■ **What the exercise asks**:
Beneath this instruction is a listing. Transcribe from it only the stretch from the line with "metal stirring utensil." through the line with "the white blouse.", both end lines included, exactly as written.

■ **Given data**:
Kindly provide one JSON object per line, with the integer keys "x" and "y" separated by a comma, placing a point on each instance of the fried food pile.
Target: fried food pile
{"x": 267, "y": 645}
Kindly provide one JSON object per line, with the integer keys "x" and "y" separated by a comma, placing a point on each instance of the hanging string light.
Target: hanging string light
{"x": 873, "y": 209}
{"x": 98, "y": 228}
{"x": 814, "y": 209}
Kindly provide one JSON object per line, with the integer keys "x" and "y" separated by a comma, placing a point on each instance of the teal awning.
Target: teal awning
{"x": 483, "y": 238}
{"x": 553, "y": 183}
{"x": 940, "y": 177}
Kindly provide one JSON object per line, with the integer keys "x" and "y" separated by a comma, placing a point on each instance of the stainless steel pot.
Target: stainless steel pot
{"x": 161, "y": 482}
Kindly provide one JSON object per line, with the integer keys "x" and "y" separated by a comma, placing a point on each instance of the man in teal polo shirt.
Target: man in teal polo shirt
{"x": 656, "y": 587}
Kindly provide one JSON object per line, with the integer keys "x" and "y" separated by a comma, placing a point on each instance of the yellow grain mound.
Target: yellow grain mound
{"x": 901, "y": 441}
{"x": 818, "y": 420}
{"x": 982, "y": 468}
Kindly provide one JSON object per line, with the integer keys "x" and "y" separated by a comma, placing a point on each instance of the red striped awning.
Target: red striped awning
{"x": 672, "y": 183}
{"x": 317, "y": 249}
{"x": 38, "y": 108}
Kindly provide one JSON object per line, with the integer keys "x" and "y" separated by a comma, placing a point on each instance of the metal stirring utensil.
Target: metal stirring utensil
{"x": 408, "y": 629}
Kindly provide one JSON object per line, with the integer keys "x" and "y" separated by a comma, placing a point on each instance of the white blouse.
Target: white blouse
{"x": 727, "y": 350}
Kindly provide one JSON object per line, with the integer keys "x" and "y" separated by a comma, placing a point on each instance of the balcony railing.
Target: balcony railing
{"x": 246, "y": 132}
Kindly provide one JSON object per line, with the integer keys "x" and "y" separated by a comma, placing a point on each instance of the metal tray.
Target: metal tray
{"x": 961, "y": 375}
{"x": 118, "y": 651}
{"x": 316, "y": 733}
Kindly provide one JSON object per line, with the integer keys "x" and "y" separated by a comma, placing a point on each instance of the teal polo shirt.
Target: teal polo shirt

■ **Your response**:
Kindly provide one JSON object per line, with the integer keys "x" and "y" separated by a comma, placing a point on each instance of the metal stirring utensil.
Target: metal stirring utensil
{"x": 408, "y": 629}
Kindly provide one JSON object per line, with the integer keys "x" and "y" separated by a comma, placing a point on each instance of the white blouse.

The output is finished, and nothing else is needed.